*READING PASSAGE*:
Tree Removal and Pruning: Why Fall is the Perfect Time for Tree Care
It’s that time of year again. The leaves are changing colors and trees are getting ready to go dormant for the winter. After a full season of growing your trees may look a little unruly and need a trim. It’s also a time when disease-bearing insects go into hibernation or die, making it the ideal time to think about tree removal.
Pruning not only helps your trees look aesthetically pleasing, it also keeps the tree growing healthy. Low hanging, unnecessary branches draws water and nutrients away from the rest of the tree. Cutting these branches off in the fall, when the tree’s growing cycle has stopped, will redirect the nutrients to the rest of the tree and bolster its growth in the spring.
What To Use
Low hanging and small reachable limbs can be cut with pruning shears, clippers, or hand saws. Don’t worry about protecting the fresh cuts unless the species is susceptible to disease. Large, out of reach limbs or entire tree removal should be done by a professional.

*DATA SHOWN*:
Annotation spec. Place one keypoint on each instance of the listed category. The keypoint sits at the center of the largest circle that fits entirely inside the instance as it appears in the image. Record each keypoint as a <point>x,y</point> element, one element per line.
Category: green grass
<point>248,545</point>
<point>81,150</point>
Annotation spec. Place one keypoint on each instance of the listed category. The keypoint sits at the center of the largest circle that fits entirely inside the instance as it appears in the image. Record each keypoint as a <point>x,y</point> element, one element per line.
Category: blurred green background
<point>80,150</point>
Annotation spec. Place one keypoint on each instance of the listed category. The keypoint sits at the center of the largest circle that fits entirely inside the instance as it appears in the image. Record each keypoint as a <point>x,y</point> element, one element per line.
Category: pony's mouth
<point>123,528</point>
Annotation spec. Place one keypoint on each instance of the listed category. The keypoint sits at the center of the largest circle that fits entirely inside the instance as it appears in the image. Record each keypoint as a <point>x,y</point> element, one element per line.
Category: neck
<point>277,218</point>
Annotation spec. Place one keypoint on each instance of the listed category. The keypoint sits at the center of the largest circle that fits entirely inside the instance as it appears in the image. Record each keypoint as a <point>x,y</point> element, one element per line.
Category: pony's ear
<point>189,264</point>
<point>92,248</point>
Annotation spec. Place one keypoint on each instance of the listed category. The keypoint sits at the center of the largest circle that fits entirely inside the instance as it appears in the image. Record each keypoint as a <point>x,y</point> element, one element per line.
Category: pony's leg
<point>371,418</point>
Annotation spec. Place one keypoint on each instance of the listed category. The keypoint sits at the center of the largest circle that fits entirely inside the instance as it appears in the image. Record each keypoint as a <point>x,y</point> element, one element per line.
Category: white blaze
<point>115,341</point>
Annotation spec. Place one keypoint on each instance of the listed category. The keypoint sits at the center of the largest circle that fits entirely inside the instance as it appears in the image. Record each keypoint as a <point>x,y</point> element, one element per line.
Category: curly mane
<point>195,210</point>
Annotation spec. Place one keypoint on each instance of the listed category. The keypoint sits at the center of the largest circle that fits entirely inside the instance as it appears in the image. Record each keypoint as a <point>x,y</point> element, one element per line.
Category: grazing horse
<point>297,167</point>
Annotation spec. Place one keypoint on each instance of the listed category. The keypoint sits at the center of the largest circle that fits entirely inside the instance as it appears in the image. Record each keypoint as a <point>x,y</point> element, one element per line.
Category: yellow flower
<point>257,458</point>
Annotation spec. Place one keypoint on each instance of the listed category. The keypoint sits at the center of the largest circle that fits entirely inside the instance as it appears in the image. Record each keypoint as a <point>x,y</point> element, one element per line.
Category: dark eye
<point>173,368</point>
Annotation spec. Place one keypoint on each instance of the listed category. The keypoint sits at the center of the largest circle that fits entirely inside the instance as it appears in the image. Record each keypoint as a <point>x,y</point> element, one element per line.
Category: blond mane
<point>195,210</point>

*TASKS FOR THIS EXERCISE*:
A. Copy word for word everything in the fall tree care article from "Pruning not only" down to "by a professional.".
B. Write the next part of the article on fall tree care, starting after its last sentence.
These rows have nothing to do with the article on fall tree care.

*REPLIES*:
A.
Pruning not only helps your trees look aesthetically pleasing, it also keeps the tree growing healthy. Low hanging, unnecessary branches draws water and nutrients away from the rest of the tree. Cutting these branches off in the fall, when the tree’s growing cycle has stopped, will redirect the nutrients to the rest of the tree and bolster its growth in the spring.
What To Use
Low hanging and small reachable limbs can be cut with pruning shears, clippers, or hand saws. Don’t worry about protecting the fresh cuts unless the species is susceptible to disease. Large, out of reach limbs or entire tree removal should be done by a professional.

B.
Signs That It’s Time to Remove That Tree
Fall is upon us and by now the leaves on your trees are beginning to change colors and fall. If you have any sick trees in your lawn then fall is a great time to identify them and have them removed before winter comes. Here are a few diseases to watch out for:
Dutch Elm Disease
Carried by bark beetles, this invasive disease was first reported in the U.S. in 1928. By 1950 it had spread to Detroit and it’s suburbs, devastating the lofty elms that shaded most streets at the time. Despite a large-scale spraying campaign the disease spread through Michigan, decimating the elm population through the 70s. Since then the disease has come back several times and still affects the small number of elms remaining. An infected tree’s leaves will begin to turn yellow and drop off in summer months.
Oak Wilt is a disease caused by fungus carrying beetles. The disease most likely originated in Latin America, carried to the US by beetles that feed on the sap of oak trees. Confirmed in 56 counties in Michigan, this disease affects all species of oak but kills red oaks much faster than white oaks. You will start to see the leaves turn brown on the tips and work its way down. Eventually, the tree will lose its leaves and die within months. The Michigan DNR recommends not pruning your oaks from April through the end of summer because this is when the tree is most vulnerable.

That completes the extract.